● TRY IT: A letter-for-letter copy of the listing is required, with no pictures in it.

● LISTED RECORDS:
Start of Block

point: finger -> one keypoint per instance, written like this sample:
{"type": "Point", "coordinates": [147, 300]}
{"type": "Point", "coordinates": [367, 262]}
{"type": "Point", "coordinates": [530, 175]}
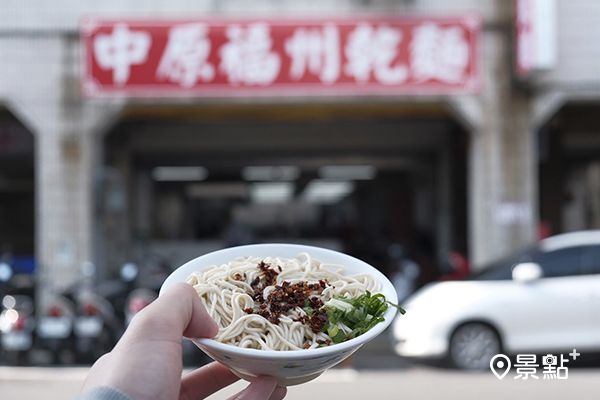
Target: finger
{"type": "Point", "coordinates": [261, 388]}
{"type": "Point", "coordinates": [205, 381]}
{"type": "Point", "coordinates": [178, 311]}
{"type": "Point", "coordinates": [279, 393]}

End of Block

● ANSWER FOR THIS EXERCISE:
point: finger -> one keypoint per instance, written like this sample:
{"type": "Point", "coordinates": [147, 300]}
{"type": "Point", "coordinates": [367, 262]}
{"type": "Point", "coordinates": [530, 175]}
Target: finger
{"type": "Point", "coordinates": [261, 388]}
{"type": "Point", "coordinates": [205, 381]}
{"type": "Point", "coordinates": [178, 311]}
{"type": "Point", "coordinates": [279, 393]}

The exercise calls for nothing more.